→ **Page excerpt**
• • •

DNS still points to the Python proxy. No user traffic flows to alphaswarm-edge yet.

Step 2 — DNS canary 10% (week 7)

Cloudflare Workers + Load Balancer split the apex hostname (alpha-swarm.ai) across the two backends:

# cloudflare/alphaswarm_load_balancer.tf (excerpt)
resource "cloudflare_load_balancer_pool" "alphaswarm_proxy_legacy" {
origins = [{ name = "alphaswarm-client", address = "...", weight = 0.9 }]
}
resource "cloudflare_load_balancer_pool" "alphaswarm_proxy_envoy" {
origins = [{ name = "alphaswarm-edge", address = "...", weight = 0.1 }]
}

Apply via alphaswarm deploy terraform plan apply (NEVER raw terraform apply per AGENTS rule 42).

Verify both pools healthy:

kubectl -n alphaswarm-edge get pods -l app=alphaswarm-edge
kubectl -n alphaswarm-edge get pods -l app=alphaswarm-tenant-router

# Tail tenant-router logs for any 503s / cache misses:
kubectl -n alphaswarm-edge logs -l app=alphaswarm-tenant-router --tail=200 -f

Stop conditions (rollback to 100% legacy):

  • alphaswarm-tenant-router /readyz returns 503 for > 1 minute.
  • Envoy 5xx rate on alphaswarm-edge ingress > 0.5% over a 5-minute window.
  • Any audit event with cell_id IS NULL after the canary starts (indicates the X-AlphaSwarm-Cell header isn't propagating into RequestContext).

Step 3 — 50% traffic (week 8)

Cloudflare LB weight: 0.5 / 0.5. Repeat the verification + stop conditions from step 2. Watch the alphaswarm.cell.id distribution in Tempo:

{alphaswarm.cell.id="cell-shared-std-local"} | count_over_time(span_count[5m])

Both routes should converge on the same cell-id distribution.

Step 4 — 100% traffic (week 9)

Cloudflare LB weight: 0.0 / 1.0. The Python proxy continues to run but receives no live traffic. Keep it running for 7 days as the rollback safety net.

Step 5 — Remove the Python FastAPI proxy (week 10)

This step is intentionally NOT in the Phase 3 PR; it lands as a follow-up after the 7-day soak. The removal removes alphaswarm_platform/build/docker/alphaswarm_client/Dockerfile's FastAPI proxy module (the production stage's uvicorn entrypoint) and strips the /api/*, /ws/*, /manage/*, /static route handlers from alphaswarm/api/main.py.

• • •

Entries drawn from a collection:
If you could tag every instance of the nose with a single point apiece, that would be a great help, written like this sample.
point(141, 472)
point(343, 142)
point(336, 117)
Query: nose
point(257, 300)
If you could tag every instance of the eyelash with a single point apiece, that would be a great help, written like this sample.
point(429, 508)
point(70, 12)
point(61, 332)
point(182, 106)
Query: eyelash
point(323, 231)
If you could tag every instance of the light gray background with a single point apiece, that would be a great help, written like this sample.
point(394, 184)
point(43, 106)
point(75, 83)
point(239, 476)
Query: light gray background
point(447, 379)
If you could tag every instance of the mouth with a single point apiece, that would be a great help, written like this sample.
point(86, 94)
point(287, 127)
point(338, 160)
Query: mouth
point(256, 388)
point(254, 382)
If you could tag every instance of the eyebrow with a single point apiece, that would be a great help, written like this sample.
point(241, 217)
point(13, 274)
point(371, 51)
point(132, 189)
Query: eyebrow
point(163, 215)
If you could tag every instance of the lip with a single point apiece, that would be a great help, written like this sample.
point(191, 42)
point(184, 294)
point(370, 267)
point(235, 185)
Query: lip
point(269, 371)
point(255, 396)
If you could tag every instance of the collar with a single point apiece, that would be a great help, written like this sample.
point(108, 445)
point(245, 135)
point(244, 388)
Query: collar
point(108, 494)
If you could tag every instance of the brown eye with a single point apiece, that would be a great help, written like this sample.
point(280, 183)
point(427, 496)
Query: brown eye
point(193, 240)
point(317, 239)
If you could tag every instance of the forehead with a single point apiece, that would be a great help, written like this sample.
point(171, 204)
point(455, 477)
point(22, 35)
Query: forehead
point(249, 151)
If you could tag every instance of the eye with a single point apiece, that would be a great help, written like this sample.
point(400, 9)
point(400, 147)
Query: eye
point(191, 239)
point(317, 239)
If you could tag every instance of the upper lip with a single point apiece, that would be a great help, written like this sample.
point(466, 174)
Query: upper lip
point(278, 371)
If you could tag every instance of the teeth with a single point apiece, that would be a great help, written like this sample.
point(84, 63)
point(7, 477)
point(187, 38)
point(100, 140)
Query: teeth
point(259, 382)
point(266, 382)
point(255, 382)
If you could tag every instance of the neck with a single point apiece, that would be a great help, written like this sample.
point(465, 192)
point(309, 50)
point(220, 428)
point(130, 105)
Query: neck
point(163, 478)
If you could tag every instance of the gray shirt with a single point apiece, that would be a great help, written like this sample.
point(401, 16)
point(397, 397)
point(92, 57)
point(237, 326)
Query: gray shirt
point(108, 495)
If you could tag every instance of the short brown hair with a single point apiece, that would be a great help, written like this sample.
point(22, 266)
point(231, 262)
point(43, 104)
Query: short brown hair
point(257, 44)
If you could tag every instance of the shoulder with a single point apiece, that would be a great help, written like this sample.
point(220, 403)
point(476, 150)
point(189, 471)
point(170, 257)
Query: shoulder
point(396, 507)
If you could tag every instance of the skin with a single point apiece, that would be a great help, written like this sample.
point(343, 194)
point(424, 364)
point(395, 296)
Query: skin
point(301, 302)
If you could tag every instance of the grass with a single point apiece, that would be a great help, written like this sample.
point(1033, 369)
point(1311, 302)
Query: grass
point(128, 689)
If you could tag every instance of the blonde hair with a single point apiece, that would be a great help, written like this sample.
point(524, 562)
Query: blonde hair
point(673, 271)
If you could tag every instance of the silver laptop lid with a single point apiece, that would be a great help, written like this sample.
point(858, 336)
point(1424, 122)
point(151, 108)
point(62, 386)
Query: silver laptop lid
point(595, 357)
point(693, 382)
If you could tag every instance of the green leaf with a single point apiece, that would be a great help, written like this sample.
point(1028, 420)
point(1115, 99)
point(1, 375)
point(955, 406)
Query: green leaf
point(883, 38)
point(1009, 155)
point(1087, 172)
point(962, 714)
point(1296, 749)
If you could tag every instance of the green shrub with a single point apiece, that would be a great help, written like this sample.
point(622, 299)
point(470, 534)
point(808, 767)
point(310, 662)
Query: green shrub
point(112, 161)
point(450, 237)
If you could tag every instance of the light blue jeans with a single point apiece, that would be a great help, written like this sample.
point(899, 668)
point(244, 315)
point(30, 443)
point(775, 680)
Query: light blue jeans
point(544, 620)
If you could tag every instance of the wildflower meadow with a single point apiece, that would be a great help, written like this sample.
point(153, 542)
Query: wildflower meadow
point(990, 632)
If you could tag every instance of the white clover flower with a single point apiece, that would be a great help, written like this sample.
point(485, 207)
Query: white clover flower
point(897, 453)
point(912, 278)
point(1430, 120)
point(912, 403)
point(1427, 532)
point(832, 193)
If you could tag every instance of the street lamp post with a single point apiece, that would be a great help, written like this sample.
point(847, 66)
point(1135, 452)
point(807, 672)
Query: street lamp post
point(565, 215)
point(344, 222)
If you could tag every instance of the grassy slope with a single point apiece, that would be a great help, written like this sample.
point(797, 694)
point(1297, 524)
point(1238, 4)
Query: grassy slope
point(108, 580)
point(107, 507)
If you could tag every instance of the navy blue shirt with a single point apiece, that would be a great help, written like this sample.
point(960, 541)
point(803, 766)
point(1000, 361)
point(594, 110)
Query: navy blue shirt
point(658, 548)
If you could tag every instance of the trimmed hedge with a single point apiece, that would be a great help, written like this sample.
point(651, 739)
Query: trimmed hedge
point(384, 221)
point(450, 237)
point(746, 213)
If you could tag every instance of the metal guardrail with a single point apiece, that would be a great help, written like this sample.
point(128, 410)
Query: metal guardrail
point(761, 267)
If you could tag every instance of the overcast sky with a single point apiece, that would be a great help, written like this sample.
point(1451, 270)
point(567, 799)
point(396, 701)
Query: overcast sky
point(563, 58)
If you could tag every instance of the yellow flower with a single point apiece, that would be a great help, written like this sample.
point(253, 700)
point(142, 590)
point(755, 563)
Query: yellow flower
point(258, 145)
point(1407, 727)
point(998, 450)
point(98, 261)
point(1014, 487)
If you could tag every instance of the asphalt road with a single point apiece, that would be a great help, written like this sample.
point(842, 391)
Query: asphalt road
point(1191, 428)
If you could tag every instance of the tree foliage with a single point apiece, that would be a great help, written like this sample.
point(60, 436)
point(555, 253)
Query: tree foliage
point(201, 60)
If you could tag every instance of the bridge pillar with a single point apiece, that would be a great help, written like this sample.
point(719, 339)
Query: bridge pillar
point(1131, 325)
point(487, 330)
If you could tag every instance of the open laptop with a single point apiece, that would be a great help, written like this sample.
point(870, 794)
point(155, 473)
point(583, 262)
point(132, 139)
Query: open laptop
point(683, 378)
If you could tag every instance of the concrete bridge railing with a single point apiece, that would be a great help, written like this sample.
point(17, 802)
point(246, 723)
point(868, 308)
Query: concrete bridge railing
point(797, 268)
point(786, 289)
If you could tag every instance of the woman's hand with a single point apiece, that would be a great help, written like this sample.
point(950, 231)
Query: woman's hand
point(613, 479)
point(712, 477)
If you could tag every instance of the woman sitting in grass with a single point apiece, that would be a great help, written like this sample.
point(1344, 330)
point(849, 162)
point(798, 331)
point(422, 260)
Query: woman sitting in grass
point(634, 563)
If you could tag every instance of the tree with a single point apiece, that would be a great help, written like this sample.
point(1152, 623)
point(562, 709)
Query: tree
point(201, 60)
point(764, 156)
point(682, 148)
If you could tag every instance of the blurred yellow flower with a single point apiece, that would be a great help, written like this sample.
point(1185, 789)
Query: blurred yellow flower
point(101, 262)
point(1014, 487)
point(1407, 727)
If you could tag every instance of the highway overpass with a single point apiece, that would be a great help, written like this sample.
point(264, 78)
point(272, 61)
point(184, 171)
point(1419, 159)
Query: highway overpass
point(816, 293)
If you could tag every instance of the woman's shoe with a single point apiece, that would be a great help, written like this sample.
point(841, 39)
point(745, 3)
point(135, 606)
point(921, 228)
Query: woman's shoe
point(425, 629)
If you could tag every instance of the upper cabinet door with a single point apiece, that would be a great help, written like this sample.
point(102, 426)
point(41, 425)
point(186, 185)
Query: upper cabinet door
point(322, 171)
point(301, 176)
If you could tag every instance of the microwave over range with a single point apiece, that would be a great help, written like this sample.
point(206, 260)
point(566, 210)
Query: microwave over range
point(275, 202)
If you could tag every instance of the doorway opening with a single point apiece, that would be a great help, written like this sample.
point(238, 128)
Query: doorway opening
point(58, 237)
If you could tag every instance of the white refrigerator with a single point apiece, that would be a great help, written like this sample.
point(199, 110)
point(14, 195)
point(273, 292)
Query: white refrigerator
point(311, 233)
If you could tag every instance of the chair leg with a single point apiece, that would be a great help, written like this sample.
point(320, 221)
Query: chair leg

• • •

→ **Direction**
Answer these questions about the rollout plan:
1. What weight does Step 2 give the alphaswarm-edge origin?
2. What Envoy 5xx rate on the alphaswarm-edge ingress triggers a rollback to 100% legacy?
3. How many days is the Python proxy kept running after Step 4?
The data above bear no relation to the rollout plan.

→ **Solved exercise**
1. 0.1
2. More than 0.5% over a 5-minute window
3. 7 days